** START OF Records for the exercise **

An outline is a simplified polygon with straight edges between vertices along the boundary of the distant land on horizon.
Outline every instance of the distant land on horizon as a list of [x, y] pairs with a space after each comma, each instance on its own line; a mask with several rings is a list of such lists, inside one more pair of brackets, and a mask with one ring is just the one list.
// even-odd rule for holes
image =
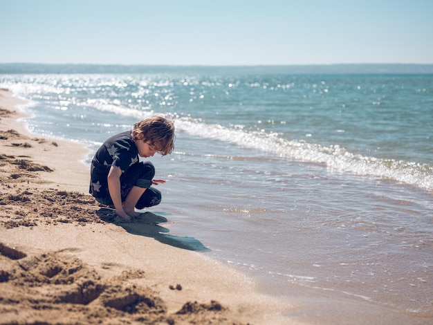
[[0, 74], [20, 73], [430, 74], [433, 73], [433, 64], [176, 66], [0, 63]]

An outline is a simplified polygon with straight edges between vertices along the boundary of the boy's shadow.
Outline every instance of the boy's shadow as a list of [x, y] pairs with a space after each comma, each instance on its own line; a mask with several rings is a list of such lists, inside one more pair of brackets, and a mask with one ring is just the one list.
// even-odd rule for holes
[[130, 234], [152, 237], [161, 243], [184, 250], [199, 252], [210, 250], [195, 238], [180, 237], [167, 234], [169, 230], [158, 225], [158, 223], [168, 221], [167, 218], [151, 212], [143, 212], [138, 216], [131, 218], [131, 222], [122, 222], [113, 209], [102, 207], [96, 214], [102, 220], [120, 225]]

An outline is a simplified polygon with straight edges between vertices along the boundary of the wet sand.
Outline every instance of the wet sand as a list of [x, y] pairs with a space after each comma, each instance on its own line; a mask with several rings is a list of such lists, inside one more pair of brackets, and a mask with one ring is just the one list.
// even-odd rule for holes
[[0, 324], [304, 324], [163, 216], [87, 194], [80, 144], [30, 133], [0, 91]]

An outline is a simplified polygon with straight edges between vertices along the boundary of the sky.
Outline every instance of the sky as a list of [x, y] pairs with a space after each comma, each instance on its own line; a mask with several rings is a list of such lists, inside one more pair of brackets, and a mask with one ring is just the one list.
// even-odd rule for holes
[[433, 64], [432, 0], [0, 0], [0, 63]]

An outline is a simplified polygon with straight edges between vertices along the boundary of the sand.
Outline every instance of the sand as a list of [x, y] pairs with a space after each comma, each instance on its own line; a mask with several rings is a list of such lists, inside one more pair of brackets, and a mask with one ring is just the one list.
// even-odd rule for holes
[[30, 133], [24, 104], [0, 91], [0, 324], [300, 324], [195, 243], [173, 245], [164, 217], [122, 223], [98, 205], [88, 150]]

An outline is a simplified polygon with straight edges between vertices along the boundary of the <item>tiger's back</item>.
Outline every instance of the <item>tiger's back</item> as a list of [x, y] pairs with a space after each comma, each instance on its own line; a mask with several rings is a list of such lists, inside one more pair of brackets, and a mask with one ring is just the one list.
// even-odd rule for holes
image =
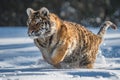
[[82, 25], [61, 20], [46, 8], [27, 9], [27, 14], [28, 34], [49, 64], [57, 68], [93, 68], [106, 28], [96, 35]]

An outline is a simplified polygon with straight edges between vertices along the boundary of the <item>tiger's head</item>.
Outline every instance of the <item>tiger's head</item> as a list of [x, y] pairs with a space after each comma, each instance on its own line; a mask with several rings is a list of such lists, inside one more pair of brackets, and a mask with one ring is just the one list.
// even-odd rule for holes
[[31, 8], [26, 10], [28, 15], [27, 26], [28, 36], [35, 38], [45, 38], [56, 32], [55, 19], [50, 16], [47, 8], [34, 11]]

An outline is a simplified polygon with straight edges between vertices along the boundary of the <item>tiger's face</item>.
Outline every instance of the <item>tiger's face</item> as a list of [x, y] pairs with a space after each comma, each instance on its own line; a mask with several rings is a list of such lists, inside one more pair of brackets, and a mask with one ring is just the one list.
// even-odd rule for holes
[[28, 36], [35, 38], [45, 38], [55, 33], [56, 24], [50, 19], [49, 10], [45, 7], [38, 11], [27, 9]]

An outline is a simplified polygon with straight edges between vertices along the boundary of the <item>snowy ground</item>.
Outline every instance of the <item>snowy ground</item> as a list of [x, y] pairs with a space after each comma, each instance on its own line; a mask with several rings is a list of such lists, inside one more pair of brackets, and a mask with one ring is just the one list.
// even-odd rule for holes
[[54, 69], [26, 32], [25, 27], [0, 28], [0, 80], [120, 80], [120, 30], [108, 30], [90, 70]]

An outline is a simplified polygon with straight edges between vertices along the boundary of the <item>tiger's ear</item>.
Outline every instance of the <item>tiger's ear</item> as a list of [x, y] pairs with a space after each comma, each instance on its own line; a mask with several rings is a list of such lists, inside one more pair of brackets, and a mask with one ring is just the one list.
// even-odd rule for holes
[[30, 17], [31, 14], [33, 14], [35, 11], [32, 8], [27, 8], [26, 12], [27, 12], [27, 15]]
[[46, 7], [43, 7], [40, 9], [40, 14], [45, 17], [45, 16], [48, 16], [49, 15], [49, 10], [46, 8]]

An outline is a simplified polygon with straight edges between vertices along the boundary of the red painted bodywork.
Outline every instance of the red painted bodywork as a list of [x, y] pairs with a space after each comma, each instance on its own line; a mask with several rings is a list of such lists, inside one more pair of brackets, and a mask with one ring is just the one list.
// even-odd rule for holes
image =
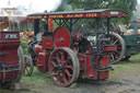
[[54, 36], [55, 47], [70, 47], [71, 35], [66, 27], [58, 27]]
[[[52, 19], [54, 21], [59, 20], [59, 22], [56, 21], [56, 23], [60, 26], [58, 27], [54, 35], [51, 37], [43, 37], [42, 46], [43, 51], [39, 53], [37, 65], [39, 67], [39, 71], [46, 72], [48, 69], [48, 59], [49, 54], [51, 54], [54, 50], [56, 50], [59, 47], [69, 47], [73, 50], [73, 53], [79, 58], [79, 65], [80, 65], [80, 74], [79, 78], [82, 79], [93, 79], [93, 80], [104, 80], [108, 78], [108, 71], [110, 70], [109, 67], [109, 57], [112, 51], [117, 50], [116, 46], [94, 46], [91, 45], [90, 42], [86, 39], [86, 45], [82, 44], [82, 35], [78, 32], [73, 33], [72, 26], [72, 20], [73, 19], [91, 19], [91, 18], [125, 18], [126, 13], [120, 10], [110, 10], [110, 9], [100, 9], [100, 10], [85, 10], [85, 11], [70, 11], [70, 12], [49, 12], [49, 13], [35, 13], [28, 15], [28, 19], [32, 20], [38, 20], [38, 19]], [[65, 25], [65, 21], [62, 23], [62, 20], [68, 20], [70, 22], [67, 26], [69, 26], [69, 30], [66, 27], [62, 27]], [[50, 22], [51, 23], [51, 22]], [[61, 24], [62, 23], [62, 24]], [[82, 42], [81, 42], [82, 40]], [[74, 42], [74, 43], [72, 43]], [[88, 46], [88, 47], [85, 47]], [[81, 48], [81, 51], [80, 51]], [[89, 48], [89, 49], [86, 49]], [[98, 50], [98, 51], [97, 51]], [[46, 57], [46, 54], [47, 57]], [[37, 66], [37, 67], [38, 67]]]
[[43, 37], [42, 39], [43, 43], [43, 48], [44, 49], [52, 49], [54, 48], [54, 43], [51, 37]]
[[[5, 35], [15, 35], [15, 37], [7, 37]], [[19, 32], [0, 32], [0, 68], [5, 65], [7, 69], [0, 69], [0, 81], [15, 79], [19, 72], [18, 48], [20, 46]], [[3, 55], [2, 55], [3, 54]]]

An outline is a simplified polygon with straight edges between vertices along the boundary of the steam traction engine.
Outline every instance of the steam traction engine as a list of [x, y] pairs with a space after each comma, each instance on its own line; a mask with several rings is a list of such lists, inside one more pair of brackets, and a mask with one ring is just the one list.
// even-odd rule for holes
[[[7, 11], [10, 11], [10, 14], [7, 14]], [[0, 89], [19, 88], [24, 58], [20, 47], [20, 32], [15, 30], [18, 24], [9, 18], [21, 16], [14, 15], [13, 9], [10, 8], [1, 9], [0, 12]]]
[[23, 53], [19, 32], [0, 32], [0, 88], [19, 83], [23, 70]]
[[[112, 53], [117, 50], [109, 39], [109, 21], [124, 16], [122, 11], [108, 9], [31, 14], [36, 39], [28, 44], [33, 61], [40, 72], [49, 71], [54, 82], [61, 86], [69, 86], [80, 78], [107, 79]], [[104, 32], [103, 18], [107, 24]], [[75, 23], [83, 19], [94, 20], [94, 40], [75, 28]]]

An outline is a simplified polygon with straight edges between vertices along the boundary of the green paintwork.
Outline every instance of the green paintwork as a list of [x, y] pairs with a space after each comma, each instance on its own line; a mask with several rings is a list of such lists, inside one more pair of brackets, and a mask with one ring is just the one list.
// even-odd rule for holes
[[126, 43], [125, 56], [136, 55], [140, 51], [140, 35], [121, 35]]

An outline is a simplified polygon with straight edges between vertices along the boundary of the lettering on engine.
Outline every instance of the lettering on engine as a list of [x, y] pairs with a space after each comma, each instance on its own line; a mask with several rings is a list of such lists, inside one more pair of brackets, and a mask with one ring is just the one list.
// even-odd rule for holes
[[5, 34], [4, 38], [18, 38], [18, 34]]

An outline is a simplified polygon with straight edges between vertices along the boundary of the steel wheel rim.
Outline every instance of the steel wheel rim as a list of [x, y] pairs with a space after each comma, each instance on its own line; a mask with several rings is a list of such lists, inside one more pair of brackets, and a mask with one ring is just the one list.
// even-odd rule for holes
[[54, 50], [49, 58], [49, 73], [56, 84], [69, 86], [79, 77], [78, 57], [67, 47]]

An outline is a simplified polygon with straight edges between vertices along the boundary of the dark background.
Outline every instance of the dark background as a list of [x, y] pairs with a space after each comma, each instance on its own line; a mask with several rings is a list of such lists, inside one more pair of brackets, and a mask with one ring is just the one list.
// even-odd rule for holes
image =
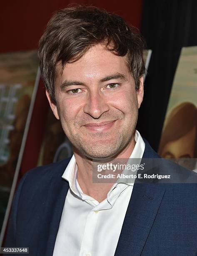
[[[115, 12], [138, 28], [152, 51], [137, 128], [157, 151], [181, 48], [197, 45], [196, 0], [35, 0], [1, 3], [0, 53], [37, 49], [47, 22], [72, 3]], [[36, 166], [49, 105], [40, 82], [21, 168]]]

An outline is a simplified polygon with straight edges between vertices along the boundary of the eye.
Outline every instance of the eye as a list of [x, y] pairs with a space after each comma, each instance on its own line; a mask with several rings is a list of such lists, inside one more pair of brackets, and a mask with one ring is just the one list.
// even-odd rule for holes
[[70, 94], [78, 94], [82, 92], [82, 90], [78, 88], [75, 89], [72, 89], [67, 91], [67, 92]]
[[106, 88], [107, 89], [109, 89], [110, 90], [115, 90], [116, 89], [117, 87], [119, 87], [120, 86], [119, 84], [117, 84], [116, 83], [113, 83], [112, 84], [109, 84], [106, 86]]

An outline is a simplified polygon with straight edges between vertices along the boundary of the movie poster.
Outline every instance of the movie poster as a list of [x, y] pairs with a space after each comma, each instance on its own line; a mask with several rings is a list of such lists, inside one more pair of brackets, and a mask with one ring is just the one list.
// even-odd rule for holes
[[159, 148], [162, 157], [196, 169], [197, 46], [182, 48]]
[[0, 54], [0, 246], [40, 79], [37, 51]]

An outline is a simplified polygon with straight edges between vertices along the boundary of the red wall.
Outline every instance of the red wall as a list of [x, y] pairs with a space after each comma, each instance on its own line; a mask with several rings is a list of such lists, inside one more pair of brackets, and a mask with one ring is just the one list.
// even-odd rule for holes
[[[142, 0], [3, 1], [0, 9], [0, 52], [37, 49], [39, 39], [52, 14], [73, 2], [104, 8], [140, 27]], [[22, 158], [22, 173], [36, 166], [48, 109], [44, 87], [41, 82]]]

** END OF Records for the exercise **

- **Aim**
Copy the part of the data that begins with the line containing "the green paintwork." and ends with the line containing "35], [121, 35]]", both included, keeping every character unchanged.

- **Exercise answer**
An outline is a simplified polygon with straight edges between vertices along the boundary of the green paintwork.
Outline every instance of the green paintwork as a list of [x, y] pairs with a space after each comma, each instance on its own line; a mask with several rings is a list of such lists, inside one more pair of brackets, and a mask with one ring is just the one list.
// even-odd rule for holes
[[126, 43], [125, 56], [136, 55], [140, 51], [140, 35], [121, 35]]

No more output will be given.